** Data for this task follows **

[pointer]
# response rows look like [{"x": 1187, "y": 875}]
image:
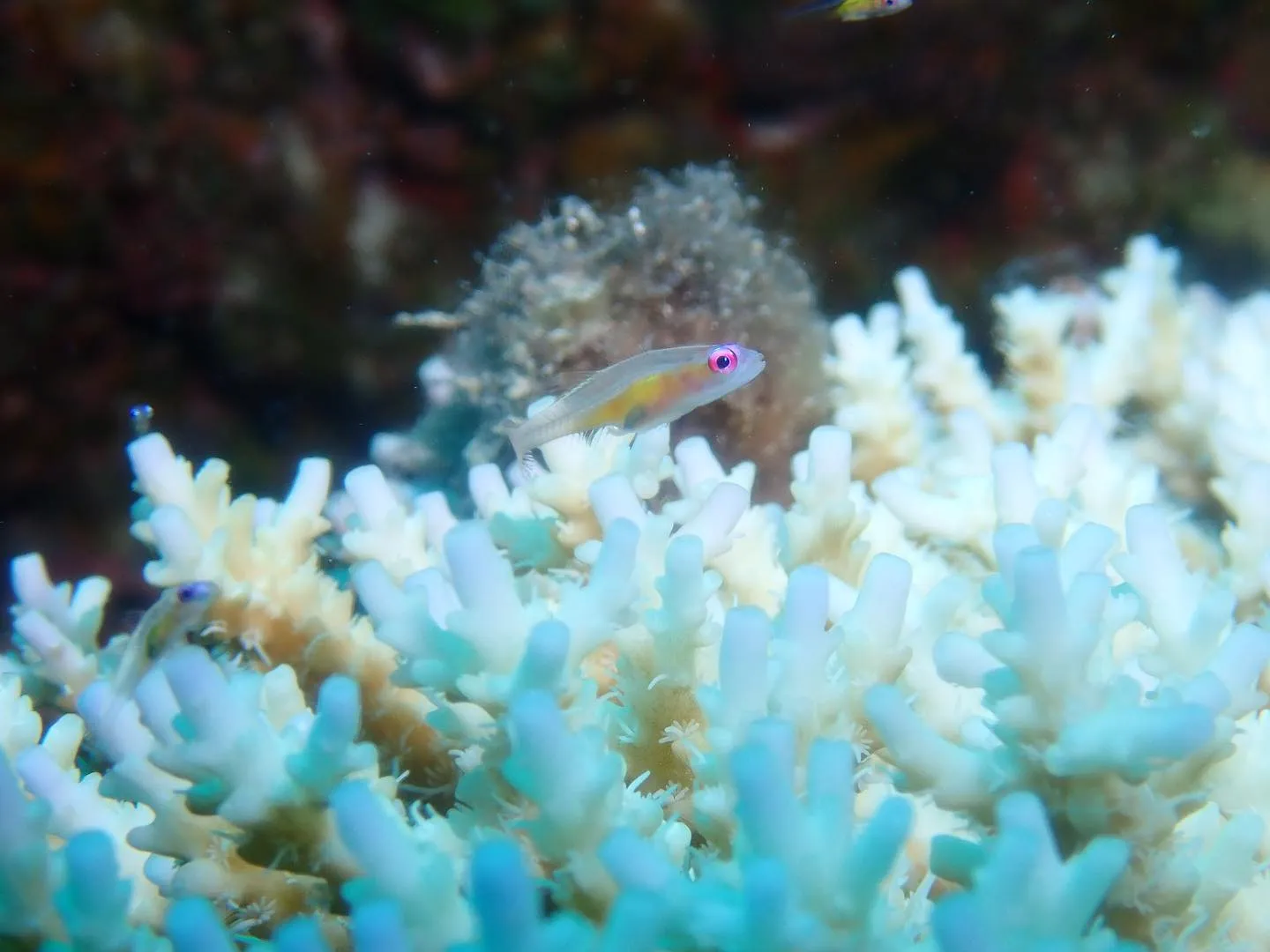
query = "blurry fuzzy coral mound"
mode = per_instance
[
  {"x": 684, "y": 262},
  {"x": 993, "y": 682}
]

** End of Data for this task **

Aim of the task
An exact copy of all the entries above is required, with every picture left out.

Exercise response
[pointer]
# response rows look like [{"x": 1187, "y": 875}]
image:
query = "blurry fuzzy coral mound"
mode = per_instance
[
  {"x": 684, "y": 262},
  {"x": 993, "y": 682}
]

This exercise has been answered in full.